= Supplied data =
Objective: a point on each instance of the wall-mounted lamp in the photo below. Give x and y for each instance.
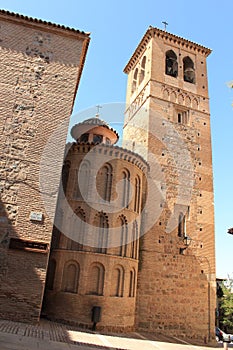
(186, 241)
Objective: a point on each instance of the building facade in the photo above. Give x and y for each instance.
(127, 239)
(94, 258)
(168, 105)
(41, 65)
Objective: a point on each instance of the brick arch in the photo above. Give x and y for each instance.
(142, 70)
(104, 181)
(123, 224)
(132, 282)
(51, 274)
(195, 103)
(181, 99)
(70, 278)
(117, 281)
(100, 235)
(125, 194)
(173, 96)
(77, 230)
(96, 279)
(166, 94)
(82, 179)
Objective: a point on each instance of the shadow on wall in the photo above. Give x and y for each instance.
(21, 271)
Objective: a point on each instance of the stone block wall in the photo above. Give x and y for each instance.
(41, 65)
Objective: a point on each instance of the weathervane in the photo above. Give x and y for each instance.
(98, 111)
(165, 25)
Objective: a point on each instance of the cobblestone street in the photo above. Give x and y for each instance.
(55, 336)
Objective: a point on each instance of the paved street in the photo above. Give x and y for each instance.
(55, 336)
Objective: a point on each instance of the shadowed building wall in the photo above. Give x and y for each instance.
(41, 65)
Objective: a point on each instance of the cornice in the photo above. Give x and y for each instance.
(116, 152)
(166, 36)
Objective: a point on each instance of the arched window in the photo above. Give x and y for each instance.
(142, 71)
(188, 70)
(181, 225)
(134, 82)
(100, 234)
(82, 180)
(117, 283)
(104, 182)
(51, 274)
(126, 188)
(70, 277)
(65, 175)
(171, 64)
(124, 237)
(77, 228)
(132, 277)
(134, 241)
(96, 279)
(137, 194)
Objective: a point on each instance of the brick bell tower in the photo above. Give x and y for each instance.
(167, 121)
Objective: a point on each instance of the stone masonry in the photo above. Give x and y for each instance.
(168, 122)
(41, 65)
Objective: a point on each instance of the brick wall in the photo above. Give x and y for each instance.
(40, 66)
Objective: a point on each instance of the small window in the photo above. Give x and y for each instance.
(142, 71)
(135, 78)
(182, 117)
(97, 138)
(188, 70)
(171, 64)
(84, 138)
(108, 141)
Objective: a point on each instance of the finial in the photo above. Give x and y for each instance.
(165, 25)
(98, 111)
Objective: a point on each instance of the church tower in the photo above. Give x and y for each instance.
(167, 121)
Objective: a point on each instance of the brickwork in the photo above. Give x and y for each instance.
(169, 108)
(86, 274)
(40, 66)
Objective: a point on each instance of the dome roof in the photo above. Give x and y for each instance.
(94, 125)
(94, 121)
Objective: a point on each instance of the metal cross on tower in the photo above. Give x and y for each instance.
(165, 25)
(98, 111)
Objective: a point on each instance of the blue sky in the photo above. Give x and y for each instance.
(116, 28)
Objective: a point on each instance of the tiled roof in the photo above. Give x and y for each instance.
(40, 21)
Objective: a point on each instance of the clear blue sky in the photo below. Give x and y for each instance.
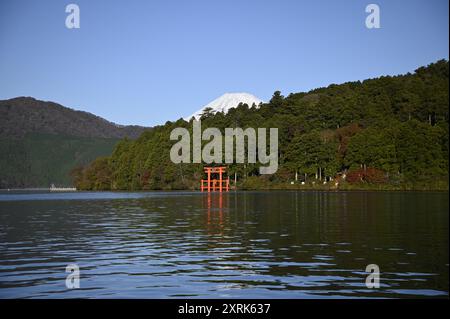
(146, 62)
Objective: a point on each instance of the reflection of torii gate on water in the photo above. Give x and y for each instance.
(213, 185)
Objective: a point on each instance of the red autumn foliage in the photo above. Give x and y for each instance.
(369, 175)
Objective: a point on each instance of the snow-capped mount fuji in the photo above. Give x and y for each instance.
(226, 102)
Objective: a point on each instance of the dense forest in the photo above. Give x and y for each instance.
(385, 133)
(41, 142)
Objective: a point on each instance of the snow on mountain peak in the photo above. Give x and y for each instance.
(226, 102)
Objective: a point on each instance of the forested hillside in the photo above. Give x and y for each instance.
(388, 132)
(41, 142)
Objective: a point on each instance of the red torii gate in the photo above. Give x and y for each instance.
(215, 184)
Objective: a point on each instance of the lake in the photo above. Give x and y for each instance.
(265, 244)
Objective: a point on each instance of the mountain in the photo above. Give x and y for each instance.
(22, 115)
(389, 132)
(226, 102)
(42, 142)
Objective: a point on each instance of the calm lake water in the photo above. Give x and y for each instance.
(235, 245)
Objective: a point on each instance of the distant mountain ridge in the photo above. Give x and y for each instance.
(22, 115)
(42, 142)
(226, 102)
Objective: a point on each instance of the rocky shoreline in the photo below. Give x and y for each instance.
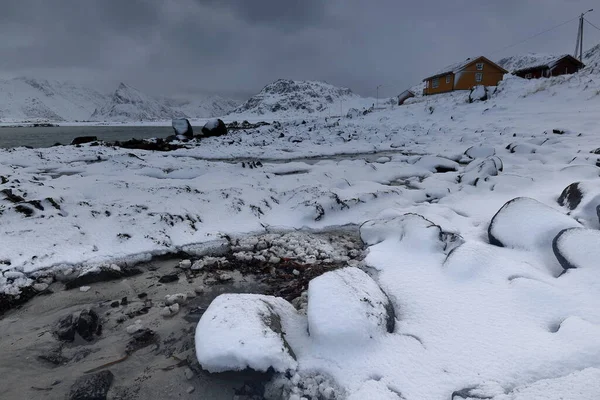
(128, 332)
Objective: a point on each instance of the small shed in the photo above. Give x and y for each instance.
(549, 66)
(402, 97)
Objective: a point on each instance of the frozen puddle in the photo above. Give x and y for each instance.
(130, 331)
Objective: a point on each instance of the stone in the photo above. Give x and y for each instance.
(583, 200)
(214, 127)
(347, 305)
(527, 224)
(92, 386)
(84, 139)
(178, 298)
(86, 323)
(577, 248)
(182, 127)
(169, 278)
(170, 311)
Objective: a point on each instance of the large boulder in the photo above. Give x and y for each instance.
(525, 223)
(480, 171)
(582, 199)
(214, 127)
(182, 127)
(577, 248)
(437, 164)
(84, 139)
(414, 231)
(347, 305)
(240, 331)
(480, 152)
(84, 323)
(92, 386)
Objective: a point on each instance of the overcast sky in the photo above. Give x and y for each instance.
(235, 47)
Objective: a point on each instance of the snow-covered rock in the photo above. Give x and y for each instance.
(414, 231)
(480, 152)
(478, 171)
(437, 164)
(577, 248)
(525, 223)
(346, 306)
(182, 126)
(240, 331)
(129, 104)
(214, 127)
(583, 201)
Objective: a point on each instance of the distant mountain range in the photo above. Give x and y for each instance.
(286, 97)
(28, 99)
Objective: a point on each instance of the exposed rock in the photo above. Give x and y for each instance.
(347, 305)
(84, 139)
(85, 323)
(182, 127)
(92, 386)
(214, 127)
(480, 152)
(240, 331)
(480, 171)
(169, 278)
(525, 223)
(577, 248)
(583, 199)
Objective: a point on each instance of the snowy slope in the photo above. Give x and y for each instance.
(202, 106)
(129, 104)
(287, 98)
(28, 99)
(529, 60)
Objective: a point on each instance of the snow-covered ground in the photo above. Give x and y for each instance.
(477, 311)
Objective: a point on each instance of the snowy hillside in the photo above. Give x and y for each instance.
(286, 97)
(27, 99)
(202, 106)
(129, 104)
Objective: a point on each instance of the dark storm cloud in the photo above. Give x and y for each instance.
(234, 47)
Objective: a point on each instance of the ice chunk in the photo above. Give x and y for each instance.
(347, 305)
(240, 331)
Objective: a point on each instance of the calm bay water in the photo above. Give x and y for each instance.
(47, 136)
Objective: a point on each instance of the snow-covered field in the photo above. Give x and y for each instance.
(451, 306)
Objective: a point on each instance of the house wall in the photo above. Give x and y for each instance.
(466, 78)
(443, 86)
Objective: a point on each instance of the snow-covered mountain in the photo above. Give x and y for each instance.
(202, 106)
(289, 97)
(129, 104)
(28, 99)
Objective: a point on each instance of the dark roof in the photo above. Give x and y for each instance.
(549, 63)
(457, 67)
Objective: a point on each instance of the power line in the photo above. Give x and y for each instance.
(536, 35)
(591, 24)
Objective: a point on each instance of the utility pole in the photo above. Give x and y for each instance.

= How to complete this task =
Set down the material word for word, and drop every picture from it.

= Exercise answer =
Objective: a point on each instance of the wall-mounted lamp in the photo below. Give x and y for each instance.
(186, 241)
Objective: a point on each instance of the building facade in the photo above. Give x and y for each instance.
(127, 239)
(94, 258)
(168, 105)
(41, 65)
Objective: a point on each instance of the brick arch in the photo above. Give x and y for each instance.
(142, 70)
(104, 181)
(123, 224)
(132, 282)
(51, 274)
(195, 103)
(181, 99)
(70, 278)
(117, 281)
(100, 235)
(125, 194)
(173, 96)
(77, 230)
(96, 279)
(166, 94)
(82, 179)
Objective: a point on each instance of the shadow on wall in the photo above. Give x and y for each instance.
(21, 271)
Objective: a point on each instance of the stone block wall in the photo above. Give x and y for each instance.
(41, 65)
Objective: a point on each instance of the weathervane in the photo above. Give x and y for each instance.
(98, 111)
(165, 25)
Objective: a point on each instance of the cobblestone street in the photo above. Give x and y for each instance.
(55, 336)
Objective: a point on each instance of the paved street in the photo above. Give x and y for each instance.
(55, 336)
Objective: a point on each instance of the shadowed building wall in the photo above. Give x and y for each instance.
(41, 65)
Objective: a point on each instance of the cornice in the photo above. Give x and y for each instance.
(116, 152)
(166, 36)
Objective: a point on each instance of the arched window in the photo above. Give x and y for each instance.
(142, 71)
(188, 70)
(181, 225)
(134, 82)
(100, 234)
(82, 180)
(117, 283)
(104, 182)
(51, 274)
(126, 188)
(70, 277)
(65, 175)
(171, 64)
(124, 237)
(77, 228)
(132, 277)
(134, 241)
(96, 279)
(137, 194)
Objective: a point on each instance of the brick bell tower in the photo above. Give x and y for each instance.
(167, 121)
Objective: a point on each instance of the stone masonry in the photo above. Give x and y for each instance.
(168, 122)
(41, 65)
Objective: a point on each instance of the brick wall in the photo above. Give x and y for each instance.
(40, 66)
Objective: a point on each instance of the small window in the photo above. Give x and y for each instance.
(142, 71)
(135, 78)
(182, 117)
(97, 138)
(188, 70)
(171, 64)
(84, 138)
(108, 141)
Objective: a point on each instance of the finial in the photo above. Give x and y for each instance.
(165, 25)
(98, 111)
Objective: a point on each instance of the church tower in the photo above. Give x and y for each instance.
(167, 121)
Objective: a point on each instance of the brickwork in the photo above. Give x and y for each instance.
(169, 108)
(86, 274)
(40, 66)
Objective: a point on each instance of the dome roof in the photo above. Give x and y for each instance.
(94, 125)
(94, 121)
Objective: a point on each instance of the metal cross on tower in the photo above. Give x and y for each instance.
(165, 25)
(98, 111)
Objective: a point on each instance of the blue sky in the photo above. Give x and y for each instance.
(116, 28)
Objective: a point on each instance of the tiled roof in the photo above. Give x and y for each instance.
(40, 21)
Objective: a point on each instance of the clear blue sky in the photo below. Give x and y for each instance.
(146, 62)
Objective: a point on each instance of the reflection of torii gate on water in the photo above. Give x and y for each instance.
(213, 185)
Objective: a point on each instance of the red autumn foliage in the photo above. Give x and y for each instance.
(369, 175)
Objective: a point on each instance of the snow-capped mount fuji in the photo above. Give x and y for each instance.
(226, 102)
Objective: a point on each instance of the dense forest in the photo above. Give x and y for each instance.
(385, 133)
(41, 142)
Objective: a point on each instance of the snow on mountain peak in the photo above. Give x and y for each instance.
(226, 102)
Objective: a point on each instance of the forested hillside in the photo above. Give x and y for each instance.
(388, 132)
(41, 142)
Objective: a point on each instance of the red torii gate in the photo above. Give x and y for each instance.
(215, 184)
Objective: a point on each instance of the lake in the photo above. Give x and y for each instance.
(265, 244)
Objective: a point on each instance of the mountain in the photo above. Give x and y for each instance.
(22, 115)
(389, 132)
(226, 102)
(42, 142)
Objective: a point on each instance of the calm lake water in the photo above. Give x and y for each instance.
(235, 245)
Objective: a point on each instance of the distant mountain ridge in the photo above. Give x and y for each instance.
(22, 115)
(42, 142)
(226, 102)
Objective: a point on each instance of the rocky shoreline in the photo below. Give x and y for each instance.
(128, 332)
Objective: a point on each instance of the small shed in the photo above. Give x and y for each instance.
(549, 66)
(402, 97)
Objective: a point on each instance of the frozen puddle in the photo above. Give x and y for each instance.
(130, 331)
Objective: a point on each instance of the stone in the photo above. Give x and y for each instance.
(583, 200)
(214, 127)
(347, 305)
(527, 224)
(92, 386)
(84, 139)
(178, 298)
(86, 323)
(577, 248)
(182, 127)
(169, 278)
(170, 311)
Objective: a point on each instance of the large boulder in the photo above. Give x and y for each instance.
(525, 223)
(480, 171)
(582, 199)
(214, 127)
(182, 127)
(577, 248)
(437, 164)
(84, 139)
(414, 231)
(347, 305)
(240, 331)
(480, 152)
(84, 323)
(92, 386)
Objective: a point on each instance of the overcast sky in the photo above. Give x and y for each instance.
(235, 47)
Objective: a point on each instance of the snow-covered rock in the photo above. Give x and y for each instance.
(414, 231)
(480, 152)
(478, 171)
(437, 164)
(577, 248)
(525, 223)
(346, 306)
(182, 126)
(240, 331)
(129, 104)
(214, 127)
(583, 201)
Objective: a point on each instance of the distant mountain range in the photo above. Give x and y for each instance.
(286, 97)
(28, 99)
Objective: a point on each instance of the exposed rock in the photo above. Give x and y for each instance.
(347, 305)
(84, 139)
(85, 323)
(182, 127)
(92, 386)
(214, 127)
(480, 152)
(240, 331)
(480, 171)
(169, 278)
(525, 223)
(577, 248)
(583, 199)
Objective: a point on each instance of the snowy slope in the photo above. Give x and y for each instance.
(202, 106)
(129, 104)
(287, 98)
(28, 99)
(529, 60)
Objective: a point on each instance of the snow-covered ground in the photo above. Give x and y for each instance.
(477, 311)
Objective: a point on each instance of the snowy hillside in the photo above. Give x and y for each instance.
(286, 97)
(27, 99)
(202, 106)
(129, 104)
Objective: a point on each instance of the dark storm cloud in the photo above. Give x and y for each instance.
(234, 47)
Objective: a point on each instance of the ice chunk in the photo above. Give x and y for each instance.
(347, 305)
(240, 331)
Objective: a point on each instance of the calm bay water in the photo above. Give x and y for each instance.
(47, 136)
Objective: a point on each instance of the snow-covered field in the photo above. Give x and y for each instance.
(451, 306)
Objective: a point on each instance of the house wall in the photo above. Give x and y for each instance.
(466, 78)
(443, 86)
Objective: a point on each instance of the snow-covered mountain in the photo above. Give x and y for each instance.
(202, 106)
(289, 97)
(129, 104)
(28, 99)
Objective: a point on each instance of the dark roof in the photo above. Give x and y for each instance.
(549, 63)
(457, 67)
Objective: a point on each instance of the power line in the photo above. Give x and y for each instance.
(536, 35)
(591, 24)
Objective: a point on each instance of the utility pole in the photo above. Give x and y for each instance.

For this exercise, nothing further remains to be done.